> [DIRECTION]
Write out exactly the lines below that run from the line containing "the black mic" through the last line of the records.

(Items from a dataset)
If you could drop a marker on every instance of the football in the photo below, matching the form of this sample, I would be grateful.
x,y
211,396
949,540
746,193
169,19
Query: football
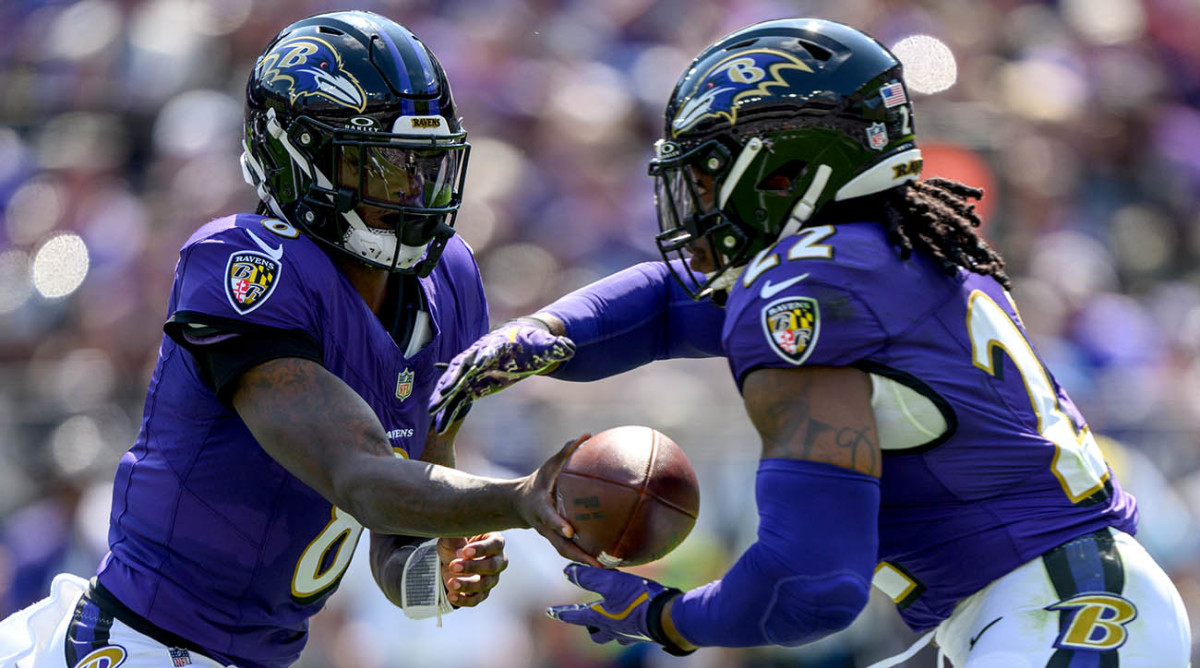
x,y
630,493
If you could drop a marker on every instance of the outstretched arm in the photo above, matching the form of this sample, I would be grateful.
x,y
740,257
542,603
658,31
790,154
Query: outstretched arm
x,y
619,323
468,569
810,570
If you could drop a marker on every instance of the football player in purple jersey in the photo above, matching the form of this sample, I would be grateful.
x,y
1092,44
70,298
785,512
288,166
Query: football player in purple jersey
x,y
287,410
912,439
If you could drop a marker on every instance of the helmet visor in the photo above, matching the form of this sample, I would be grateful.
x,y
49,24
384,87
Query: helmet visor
x,y
401,176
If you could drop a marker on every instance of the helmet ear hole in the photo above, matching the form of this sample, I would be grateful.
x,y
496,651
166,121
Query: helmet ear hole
x,y
781,179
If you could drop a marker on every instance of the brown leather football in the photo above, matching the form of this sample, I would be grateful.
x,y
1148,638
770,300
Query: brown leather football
x,y
630,493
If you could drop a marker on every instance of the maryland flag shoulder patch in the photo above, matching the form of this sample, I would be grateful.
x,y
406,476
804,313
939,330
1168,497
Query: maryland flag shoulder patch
x,y
251,277
792,325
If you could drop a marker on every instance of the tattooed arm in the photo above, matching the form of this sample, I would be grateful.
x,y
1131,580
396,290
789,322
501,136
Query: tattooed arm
x,y
322,432
817,491
820,414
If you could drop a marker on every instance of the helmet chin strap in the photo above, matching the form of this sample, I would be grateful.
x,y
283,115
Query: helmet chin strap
x,y
807,205
881,176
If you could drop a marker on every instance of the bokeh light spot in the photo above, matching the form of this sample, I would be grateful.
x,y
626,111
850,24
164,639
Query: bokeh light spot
x,y
60,265
929,65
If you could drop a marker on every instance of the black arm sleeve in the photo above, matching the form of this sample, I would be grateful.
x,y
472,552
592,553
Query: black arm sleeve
x,y
225,348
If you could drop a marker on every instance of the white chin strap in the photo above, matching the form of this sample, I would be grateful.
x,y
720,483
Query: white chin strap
x,y
378,246
881,176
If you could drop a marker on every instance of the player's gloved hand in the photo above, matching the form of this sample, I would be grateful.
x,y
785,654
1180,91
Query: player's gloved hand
x,y
630,608
501,357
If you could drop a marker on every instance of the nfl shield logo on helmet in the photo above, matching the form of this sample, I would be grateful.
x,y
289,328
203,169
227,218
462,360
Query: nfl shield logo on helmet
x,y
405,384
877,136
179,656
792,326
250,280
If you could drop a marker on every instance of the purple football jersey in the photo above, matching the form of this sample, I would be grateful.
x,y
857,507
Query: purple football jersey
x,y
213,540
1002,467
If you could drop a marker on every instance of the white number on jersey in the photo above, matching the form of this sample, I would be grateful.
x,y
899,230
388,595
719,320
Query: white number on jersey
x,y
1078,463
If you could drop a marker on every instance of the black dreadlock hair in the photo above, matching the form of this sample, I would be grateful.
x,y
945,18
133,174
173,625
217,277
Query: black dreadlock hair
x,y
936,216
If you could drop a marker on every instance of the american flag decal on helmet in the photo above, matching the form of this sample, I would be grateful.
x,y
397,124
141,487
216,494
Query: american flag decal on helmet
x,y
893,95
179,656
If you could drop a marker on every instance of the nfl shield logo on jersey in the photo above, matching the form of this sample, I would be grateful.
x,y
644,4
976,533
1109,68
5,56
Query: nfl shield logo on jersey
x,y
405,385
250,278
792,325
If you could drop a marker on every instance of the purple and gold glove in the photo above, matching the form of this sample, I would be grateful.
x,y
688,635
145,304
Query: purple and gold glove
x,y
630,608
501,357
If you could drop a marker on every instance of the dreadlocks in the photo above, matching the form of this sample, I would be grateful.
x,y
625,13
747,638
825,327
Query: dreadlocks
x,y
936,217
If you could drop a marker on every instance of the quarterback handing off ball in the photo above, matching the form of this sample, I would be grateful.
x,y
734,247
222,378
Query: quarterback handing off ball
x,y
631,495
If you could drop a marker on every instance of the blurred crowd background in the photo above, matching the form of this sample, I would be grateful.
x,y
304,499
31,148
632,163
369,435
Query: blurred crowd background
x,y
119,134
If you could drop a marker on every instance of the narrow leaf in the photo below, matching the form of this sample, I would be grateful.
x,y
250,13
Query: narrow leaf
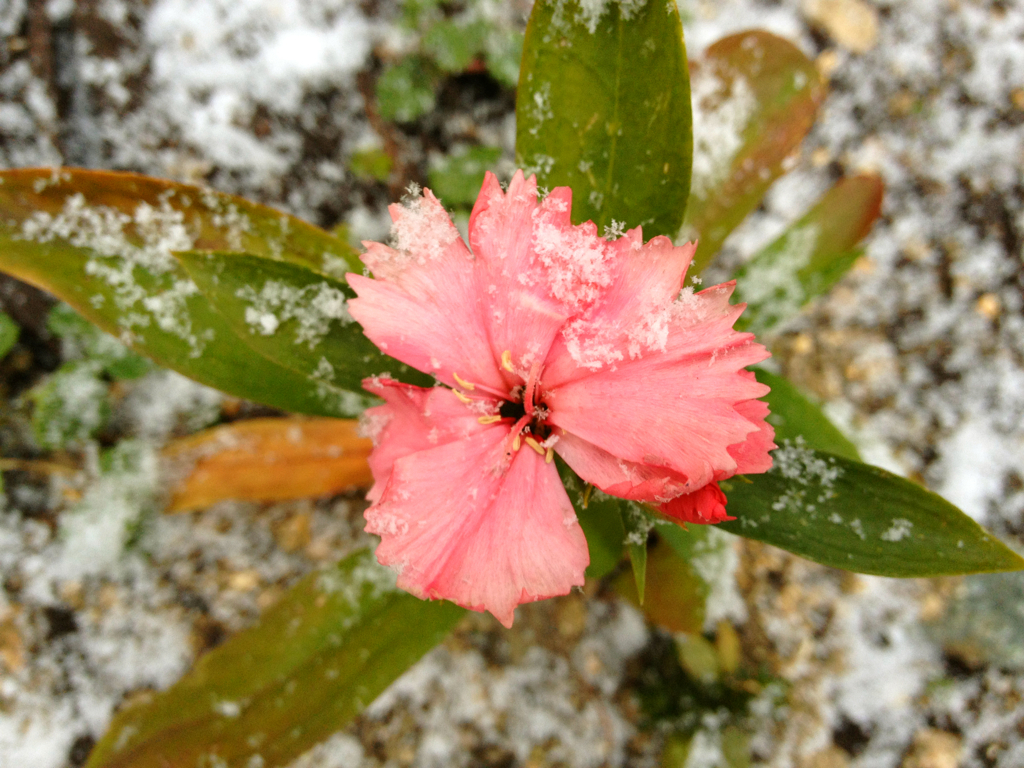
x,y
267,460
811,256
795,416
850,515
675,594
603,107
162,215
83,237
755,98
637,523
297,318
9,331
313,662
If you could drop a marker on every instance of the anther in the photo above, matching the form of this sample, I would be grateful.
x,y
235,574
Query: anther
x,y
535,444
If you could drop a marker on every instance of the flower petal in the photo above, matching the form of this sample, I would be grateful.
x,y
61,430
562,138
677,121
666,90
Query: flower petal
x,y
454,526
706,506
752,455
521,316
617,476
424,308
412,419
633,314
674,409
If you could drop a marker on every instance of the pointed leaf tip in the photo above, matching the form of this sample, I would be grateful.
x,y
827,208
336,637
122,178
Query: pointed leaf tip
x,y
861,518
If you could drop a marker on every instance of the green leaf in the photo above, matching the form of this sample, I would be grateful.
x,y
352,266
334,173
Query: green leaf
x,y
102,243
503,54
637,523
600,519
70,406
675,594
849,515
81,339
603,107
811,256
371,164
132,210
458,178
454,45
406,90
9,332
297,318
314,662
796,416
755,98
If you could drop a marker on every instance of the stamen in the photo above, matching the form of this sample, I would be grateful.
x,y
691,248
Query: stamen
x,y
535,444
515,436
527,398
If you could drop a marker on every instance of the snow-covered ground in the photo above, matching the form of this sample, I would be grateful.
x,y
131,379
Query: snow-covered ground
x,y
920,351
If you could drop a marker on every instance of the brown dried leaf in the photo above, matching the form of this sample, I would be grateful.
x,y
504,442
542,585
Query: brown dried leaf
x,y
265,460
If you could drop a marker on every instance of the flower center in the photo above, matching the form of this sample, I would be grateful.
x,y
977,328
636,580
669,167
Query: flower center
x,y
522,407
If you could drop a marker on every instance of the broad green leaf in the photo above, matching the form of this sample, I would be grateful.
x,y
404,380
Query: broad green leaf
x,y
600,519
9,332
603,107
295,317
794,416
755,98
406,90
457,178
811,256
313,663
103,243
850,515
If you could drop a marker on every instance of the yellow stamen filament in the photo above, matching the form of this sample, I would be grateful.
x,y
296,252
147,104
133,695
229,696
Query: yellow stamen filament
x,y
535,444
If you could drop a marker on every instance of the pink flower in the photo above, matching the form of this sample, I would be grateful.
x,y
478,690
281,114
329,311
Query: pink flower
x,y
549,340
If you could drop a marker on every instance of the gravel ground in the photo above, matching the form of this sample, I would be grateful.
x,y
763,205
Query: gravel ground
x,y
920,353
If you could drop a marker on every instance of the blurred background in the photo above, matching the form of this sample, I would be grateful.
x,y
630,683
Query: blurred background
x,y
329,110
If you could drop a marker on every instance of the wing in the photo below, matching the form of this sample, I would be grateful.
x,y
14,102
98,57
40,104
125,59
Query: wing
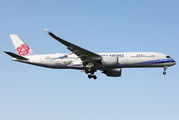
x,y
82,53
16,56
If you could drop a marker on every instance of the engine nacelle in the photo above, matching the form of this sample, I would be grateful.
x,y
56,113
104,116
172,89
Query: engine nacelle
x,y
113,72
109,61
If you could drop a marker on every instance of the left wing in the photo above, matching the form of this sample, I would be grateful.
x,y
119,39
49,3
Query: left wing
x,y
82,53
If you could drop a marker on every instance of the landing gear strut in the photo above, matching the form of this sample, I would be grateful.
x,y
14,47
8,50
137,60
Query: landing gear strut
x,y
91,75
164,72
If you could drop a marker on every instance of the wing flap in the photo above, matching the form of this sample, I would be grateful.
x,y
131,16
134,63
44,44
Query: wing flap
x,y
82,53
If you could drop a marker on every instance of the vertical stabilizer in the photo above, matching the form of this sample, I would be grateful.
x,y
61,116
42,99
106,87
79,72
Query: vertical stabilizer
x,y
20,46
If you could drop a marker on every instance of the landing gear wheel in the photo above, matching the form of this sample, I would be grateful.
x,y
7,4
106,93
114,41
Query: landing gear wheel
x,y
89,76
95,77
92,76
164,72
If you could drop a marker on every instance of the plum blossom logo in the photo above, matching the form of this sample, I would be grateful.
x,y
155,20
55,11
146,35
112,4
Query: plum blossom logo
x,y
23,49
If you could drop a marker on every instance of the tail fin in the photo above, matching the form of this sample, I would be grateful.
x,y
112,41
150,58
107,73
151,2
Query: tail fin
x,y
20,46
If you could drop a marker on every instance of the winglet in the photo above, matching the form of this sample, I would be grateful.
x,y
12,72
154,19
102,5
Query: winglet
x,y
50,33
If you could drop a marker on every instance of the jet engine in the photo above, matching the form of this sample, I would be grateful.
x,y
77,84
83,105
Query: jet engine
x,y
109,61
113,72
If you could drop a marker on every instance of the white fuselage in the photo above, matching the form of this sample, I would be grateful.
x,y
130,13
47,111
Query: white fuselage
x,y
125,60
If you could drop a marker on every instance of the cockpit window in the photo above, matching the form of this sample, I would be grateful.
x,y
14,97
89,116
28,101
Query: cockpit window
x,y
168,57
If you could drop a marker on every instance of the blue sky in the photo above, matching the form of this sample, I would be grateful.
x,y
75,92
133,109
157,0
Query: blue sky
x,y
30,92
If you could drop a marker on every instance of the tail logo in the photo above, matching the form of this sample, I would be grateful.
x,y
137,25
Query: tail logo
x,y
23,49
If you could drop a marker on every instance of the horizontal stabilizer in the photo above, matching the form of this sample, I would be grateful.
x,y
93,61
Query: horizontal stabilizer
x,y
16,56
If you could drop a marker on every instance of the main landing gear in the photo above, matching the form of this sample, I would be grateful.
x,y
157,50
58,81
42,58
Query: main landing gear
x,y
164,72
91,75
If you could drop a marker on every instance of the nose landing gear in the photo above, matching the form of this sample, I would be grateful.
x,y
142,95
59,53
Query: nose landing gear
x,y
92,76
164,72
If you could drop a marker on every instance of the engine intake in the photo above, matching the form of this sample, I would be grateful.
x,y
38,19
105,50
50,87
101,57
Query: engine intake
x,y
113,72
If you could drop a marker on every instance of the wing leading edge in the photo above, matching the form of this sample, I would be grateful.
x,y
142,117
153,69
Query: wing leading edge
x,y
82,53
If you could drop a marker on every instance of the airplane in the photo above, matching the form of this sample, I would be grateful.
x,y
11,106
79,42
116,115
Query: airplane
x,y
110,64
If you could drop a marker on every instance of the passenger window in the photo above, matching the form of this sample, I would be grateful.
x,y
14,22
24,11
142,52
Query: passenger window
x,y
168,56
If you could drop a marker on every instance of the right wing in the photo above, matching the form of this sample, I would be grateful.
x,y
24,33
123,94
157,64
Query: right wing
x,y
82,53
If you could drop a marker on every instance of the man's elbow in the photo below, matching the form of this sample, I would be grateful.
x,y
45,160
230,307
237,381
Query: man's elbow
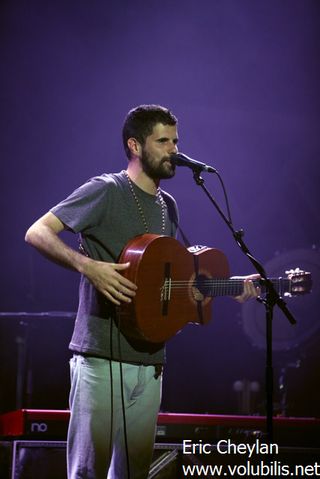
x,y
31,235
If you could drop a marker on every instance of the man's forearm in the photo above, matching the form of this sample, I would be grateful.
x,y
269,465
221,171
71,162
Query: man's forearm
x,y
48,243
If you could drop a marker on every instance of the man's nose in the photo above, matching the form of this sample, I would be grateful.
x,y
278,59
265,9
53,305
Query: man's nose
x,y
173,148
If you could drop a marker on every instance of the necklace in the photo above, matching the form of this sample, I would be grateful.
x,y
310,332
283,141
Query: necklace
x,y
140,209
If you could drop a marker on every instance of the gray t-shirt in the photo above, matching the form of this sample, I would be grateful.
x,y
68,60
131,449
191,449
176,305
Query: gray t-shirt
x,y
105,214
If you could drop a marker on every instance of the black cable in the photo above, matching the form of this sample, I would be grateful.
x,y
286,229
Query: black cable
x,y
225,196
111,392
125,435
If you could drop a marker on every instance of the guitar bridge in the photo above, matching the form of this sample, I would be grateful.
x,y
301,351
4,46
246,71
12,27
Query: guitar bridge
x,y
165,293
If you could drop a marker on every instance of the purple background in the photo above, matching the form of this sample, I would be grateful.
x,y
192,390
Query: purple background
x,y
243,78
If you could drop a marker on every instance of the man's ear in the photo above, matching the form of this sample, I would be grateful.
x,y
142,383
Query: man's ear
x,y
134,147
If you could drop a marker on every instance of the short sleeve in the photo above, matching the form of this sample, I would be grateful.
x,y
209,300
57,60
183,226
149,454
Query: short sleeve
x,y
85,206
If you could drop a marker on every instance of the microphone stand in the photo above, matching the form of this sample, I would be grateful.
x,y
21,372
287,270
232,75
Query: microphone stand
x,y
272,298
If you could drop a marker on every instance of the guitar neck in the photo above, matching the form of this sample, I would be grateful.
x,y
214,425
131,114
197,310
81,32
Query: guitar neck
x,y
234,286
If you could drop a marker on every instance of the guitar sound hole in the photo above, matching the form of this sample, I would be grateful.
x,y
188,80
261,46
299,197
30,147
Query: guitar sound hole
x,y
201,288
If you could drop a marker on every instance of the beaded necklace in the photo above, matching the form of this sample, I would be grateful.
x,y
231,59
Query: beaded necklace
x,y
140,209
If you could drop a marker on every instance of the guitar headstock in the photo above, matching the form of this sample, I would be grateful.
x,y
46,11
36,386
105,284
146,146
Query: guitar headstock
x,y
300,282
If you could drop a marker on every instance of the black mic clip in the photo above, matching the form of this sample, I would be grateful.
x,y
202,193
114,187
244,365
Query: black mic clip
x,y
179,159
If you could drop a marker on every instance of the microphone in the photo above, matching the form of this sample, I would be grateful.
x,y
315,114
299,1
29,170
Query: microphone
x,y
179,159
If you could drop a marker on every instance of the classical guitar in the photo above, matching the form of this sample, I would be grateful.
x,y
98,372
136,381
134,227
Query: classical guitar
x,y
176,285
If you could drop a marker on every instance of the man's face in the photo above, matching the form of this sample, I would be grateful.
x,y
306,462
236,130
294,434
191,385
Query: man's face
x,y
155,156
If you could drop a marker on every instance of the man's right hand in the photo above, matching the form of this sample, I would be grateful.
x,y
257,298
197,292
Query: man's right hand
x,y
107,279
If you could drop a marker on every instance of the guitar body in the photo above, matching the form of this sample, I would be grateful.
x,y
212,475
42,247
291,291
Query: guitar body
x,y
167,297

> [ANSWER IN FULL]
If you could drop a marker on every instance of the black mic clip in the photo above, matching the form of this sample, I would be grateful.
x,y
202,193
114,187
244,365
Query: black mic clip
x,y
179,159
If you could drop a marker on every instance of the microphone in the photo above, matching the form of this sample, I would be grateful.
x,y
315,114
299,1
29,170
Query: microphone
x,y
179,159
If you could drop a marker on every instance of the classical guitar in the photo above, matching the form of this sample, I would be grateful.
x,y
98,372
136,381
134,227
Query: classical guitar
x,y
176,285
If you could drop a marker on every instance of the man's face in the photo above, matching the form of this sample, I would be grateful.
x,y
306,462
236,130
294,434
191,385
Query: man's face
x,y
155,156
If you could drop a marker on every instance of the man's right hand in the photo above, matching the form of this sample, I would be grateful.
x,y
257,298
197,292
Query: man's right hand
x,y
107,279
If you could drop a marker on every instance of the guitar body in the photo above, matching the form of this sample, I would be grateful.
x,y
212,475
42,247
291,291
Query: guitar body
x,y
167,297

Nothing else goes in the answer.